_Set task_
Copy the material below line for line, keeping every character the same.
- - - - -
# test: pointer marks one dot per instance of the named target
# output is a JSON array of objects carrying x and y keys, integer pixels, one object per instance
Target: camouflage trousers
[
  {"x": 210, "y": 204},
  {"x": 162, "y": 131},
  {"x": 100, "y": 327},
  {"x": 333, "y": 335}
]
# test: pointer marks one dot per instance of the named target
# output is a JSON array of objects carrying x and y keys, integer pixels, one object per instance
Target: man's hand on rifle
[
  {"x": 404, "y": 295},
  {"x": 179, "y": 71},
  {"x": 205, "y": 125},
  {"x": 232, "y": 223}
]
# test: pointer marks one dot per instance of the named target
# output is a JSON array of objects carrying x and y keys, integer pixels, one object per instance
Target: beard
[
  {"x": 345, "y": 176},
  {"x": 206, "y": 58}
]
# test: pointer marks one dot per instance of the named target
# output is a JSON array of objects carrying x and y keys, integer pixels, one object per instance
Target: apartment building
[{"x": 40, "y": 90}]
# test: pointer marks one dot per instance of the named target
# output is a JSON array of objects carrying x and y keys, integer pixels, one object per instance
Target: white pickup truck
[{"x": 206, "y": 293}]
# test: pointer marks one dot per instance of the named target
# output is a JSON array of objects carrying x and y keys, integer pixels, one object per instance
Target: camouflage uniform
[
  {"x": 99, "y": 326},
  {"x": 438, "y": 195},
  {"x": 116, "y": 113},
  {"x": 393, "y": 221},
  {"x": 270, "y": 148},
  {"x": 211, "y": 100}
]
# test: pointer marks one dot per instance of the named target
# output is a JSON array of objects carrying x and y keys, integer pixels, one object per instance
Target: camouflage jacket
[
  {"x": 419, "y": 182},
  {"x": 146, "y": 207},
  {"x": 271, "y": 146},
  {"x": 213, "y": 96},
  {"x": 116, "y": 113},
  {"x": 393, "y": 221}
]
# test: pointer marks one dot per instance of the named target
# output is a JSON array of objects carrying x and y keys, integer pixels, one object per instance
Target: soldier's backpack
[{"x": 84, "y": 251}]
- - - - -
_The answer_
# test: pointer marks one dot per instance of the named target
# output is a JSON array of objects carrying x and y keys, integer pixels, one object per instance
Target: camouflage trousers
[
  {"x": 210, "y": 204},
  {"x": 162, "y": 131},
  {"x": 100, "y": 327},
  {"x": 333, "y": 335}
]
# test: pointer marks one dot per instance of the named target
# output is a JSON array of objects carrying x and y keys, integer pixels, one object per instance
Target: man's hand on rifle
[
  {"x": 404, "y": 295},
  {"x": 179, "y": 71},
  {"x": 205, "y": 125},
  {"x": 232, "y": 223}
]
# test: pointer marks one dot per instance of the named target
# output is a JSON array of objects carrying x and y keys, integer pixels, one object per instance
Target: beard
[
  {"x": 345, "y": 176},
  {"x": 206, "y": 58}
]
# test: pointer marks one dot per instance of the named target
# output is a JSON array of objects carrying x and y keys, integer pixels, one object per instance
Target: apartment building
[{"x": 40, "y": 90}]
# test: pointer marks one dot per instance of the named target
# output is a JSON array of objects carrying x and y keys, integer pixels, one object per instance
Target: white pickup truck
[{"x": 206, "y": 293}]
# test: pointer marks one dot per instance of the named target
# output is a JSON array of objects carrying x and y keys, integer pixels, one object per instance
Target: camouflage uniform
[
  {"x": 99, "y": 326},
  {"x": 438, "y": 195},
  {"x": 116, "y": 113},
  {"x": 393, "y": 221},
  {"x": 270, "y": 148},
  {"x": 211, "y": 100}
]
# test: pointer marks one dot per instance of the named target
# output is a JSON array of objects carrying x and y keys, integer pixels, one object per instance
Target: camouflage jacket
[
  {"x": 419, "y": 182},
  {"x": 146, "y": 207},
  {"x": 271, "y": 146},
  {"x": 213, "y": 96},
  {"x": 116, "y": 113},
  {"x": 393, "y": 221}
]
# test: pointer marks one dot per instance of the named target
# output is a JSON array of objects carrying x and y keys, integer pixels, one object per instance
Target: soldier's backpack
[{"x": 84, "y": 251}]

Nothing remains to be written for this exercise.